(Beginning of Excerpted records)

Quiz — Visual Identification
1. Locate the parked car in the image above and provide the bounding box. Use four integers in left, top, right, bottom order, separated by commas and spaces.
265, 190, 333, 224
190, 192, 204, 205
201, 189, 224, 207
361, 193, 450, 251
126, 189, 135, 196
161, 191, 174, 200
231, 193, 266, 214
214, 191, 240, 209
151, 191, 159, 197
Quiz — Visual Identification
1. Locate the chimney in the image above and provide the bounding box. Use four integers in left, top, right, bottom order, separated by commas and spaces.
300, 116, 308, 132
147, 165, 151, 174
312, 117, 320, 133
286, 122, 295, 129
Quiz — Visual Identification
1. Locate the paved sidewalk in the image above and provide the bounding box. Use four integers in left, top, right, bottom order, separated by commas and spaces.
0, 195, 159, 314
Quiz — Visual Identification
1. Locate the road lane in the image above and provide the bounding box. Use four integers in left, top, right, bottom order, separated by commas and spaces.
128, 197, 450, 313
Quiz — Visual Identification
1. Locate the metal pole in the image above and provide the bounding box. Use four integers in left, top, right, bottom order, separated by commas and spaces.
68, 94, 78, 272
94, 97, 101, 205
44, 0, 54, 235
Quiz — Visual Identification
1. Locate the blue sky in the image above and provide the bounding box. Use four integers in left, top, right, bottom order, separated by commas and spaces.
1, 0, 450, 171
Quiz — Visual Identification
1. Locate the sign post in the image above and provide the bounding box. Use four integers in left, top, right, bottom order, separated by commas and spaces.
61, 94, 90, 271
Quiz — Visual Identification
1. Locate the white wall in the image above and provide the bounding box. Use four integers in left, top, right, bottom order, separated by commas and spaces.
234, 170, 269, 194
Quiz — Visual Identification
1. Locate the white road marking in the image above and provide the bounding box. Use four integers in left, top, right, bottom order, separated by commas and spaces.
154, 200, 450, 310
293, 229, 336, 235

(End of Excerpted records)

§ **Assignment**:
Repeat the data in its entirety, word for word.

§ **Result for this exercise**:
Quiz — Visual Identification
1. Locate the parked car in the image above and provide the bounding box. Use four integers in left, top, right, bottom order, separated by commas and spaces.
265, 190, 333, 224
190, 192, 204, 205
201, 189, 224, 207
361, 193, 450, 251
126, 189, 135, 196
161, 191, 174, 200
231, 193, 266, 214
214, 191, 240, 209
151, 191, 159, 197
Quiz — Visual Identification
1. Locate the chimney in the image above and provide the bounding box. Use four integers in left, top, right, bottom order, separated by commas and spaces.
300, 116, 308, 132
147, 165, 151, 174
312, 117, 320, 133
286, 122, 295, 129
Quiz — Visual Identification
1. Locate the paved sidewalk in the image above and provide the bounding box. Use four integers in left, top, right, bottom order, separated by commas and spaces.
0, 195, 159, 314
Quiz — Visual Identification
1. Locate the road lane in the image above and provide the bounding box. Use four integers in left, top, right, bottom order, separated by commas and spaces.
128, 197, 450, 313
Quiz — Visual Identification
1. Locate the metal pole in the image above and provide the bounding box. Use four integers in left, top, right, bottom order, separated by commas and spaces.
68, 94, 78, 272
94, 97, 101, 205
44, 0, 54, 235
Quiz — Visual Identification
1. Locate the blue sky in the image above and provide the bounding box. Use four integers in left, top, right, bottom order, separated by commas and spaces.
1, 0, 450, 171
Quiz — Visual Identification
1. Locate the sign post in the image above and provide the bounding box. Use four integers in left, top, right, bottom order, separated by commas and spaces.
61, 94, 90, 271
Quiz — Visual Identification
1. Locate the white wall in the image above and provide the bounding box. Use four integers in left, top, right, bottom order, separated by commas and spaces.
234, 170, 269, 194
Quiz — Visual Identification
1. Locate the white road marking in the image above and provide the bounding box. Use four integers in left, top, right, bottom order, separated by commas and spaces.
154, 200, 450, 310
293, 229, 336, 235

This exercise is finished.